_TASK INSTRUCTIONS_
Look through the entries that follow and count the lines with the word "below". The reply is that number alone.

╭─ DATA SUPPLIED

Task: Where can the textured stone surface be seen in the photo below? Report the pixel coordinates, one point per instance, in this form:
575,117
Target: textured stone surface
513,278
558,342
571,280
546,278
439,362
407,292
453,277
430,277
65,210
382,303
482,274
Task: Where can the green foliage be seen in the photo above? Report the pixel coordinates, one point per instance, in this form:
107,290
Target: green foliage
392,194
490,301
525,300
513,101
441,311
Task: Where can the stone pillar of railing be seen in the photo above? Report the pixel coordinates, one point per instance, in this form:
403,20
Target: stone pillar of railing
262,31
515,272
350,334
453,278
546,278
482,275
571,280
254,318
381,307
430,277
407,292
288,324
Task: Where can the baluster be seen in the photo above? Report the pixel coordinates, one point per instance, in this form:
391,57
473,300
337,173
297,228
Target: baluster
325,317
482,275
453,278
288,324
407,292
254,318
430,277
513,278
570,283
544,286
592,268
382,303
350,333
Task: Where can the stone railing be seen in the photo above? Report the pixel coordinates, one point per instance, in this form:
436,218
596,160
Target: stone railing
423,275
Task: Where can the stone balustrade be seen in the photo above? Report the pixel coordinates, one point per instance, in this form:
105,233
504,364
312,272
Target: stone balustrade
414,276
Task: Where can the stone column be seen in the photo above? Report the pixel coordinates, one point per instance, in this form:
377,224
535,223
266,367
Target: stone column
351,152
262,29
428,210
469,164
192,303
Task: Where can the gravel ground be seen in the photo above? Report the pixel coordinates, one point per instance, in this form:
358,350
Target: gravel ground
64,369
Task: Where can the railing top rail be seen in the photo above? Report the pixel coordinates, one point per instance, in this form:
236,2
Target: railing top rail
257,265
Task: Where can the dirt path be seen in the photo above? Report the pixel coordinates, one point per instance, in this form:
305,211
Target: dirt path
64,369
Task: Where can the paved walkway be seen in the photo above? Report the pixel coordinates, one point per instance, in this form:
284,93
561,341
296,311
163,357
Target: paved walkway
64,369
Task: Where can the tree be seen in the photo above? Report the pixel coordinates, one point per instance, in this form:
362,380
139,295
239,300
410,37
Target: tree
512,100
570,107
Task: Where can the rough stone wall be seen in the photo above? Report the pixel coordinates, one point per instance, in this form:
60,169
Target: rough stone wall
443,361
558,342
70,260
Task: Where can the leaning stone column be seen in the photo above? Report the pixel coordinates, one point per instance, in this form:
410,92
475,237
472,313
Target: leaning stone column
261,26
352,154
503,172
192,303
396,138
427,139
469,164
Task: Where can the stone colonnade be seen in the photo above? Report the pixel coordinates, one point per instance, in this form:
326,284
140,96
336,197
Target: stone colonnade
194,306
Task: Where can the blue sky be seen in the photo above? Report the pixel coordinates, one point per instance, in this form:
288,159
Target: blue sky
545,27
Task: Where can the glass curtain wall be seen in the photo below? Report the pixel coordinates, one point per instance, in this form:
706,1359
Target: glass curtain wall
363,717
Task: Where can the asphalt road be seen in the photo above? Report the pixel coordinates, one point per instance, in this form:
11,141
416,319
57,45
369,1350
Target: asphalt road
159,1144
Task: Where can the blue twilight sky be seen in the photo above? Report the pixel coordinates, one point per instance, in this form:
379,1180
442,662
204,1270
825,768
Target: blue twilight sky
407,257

╰─

_TASK ANSWER_
2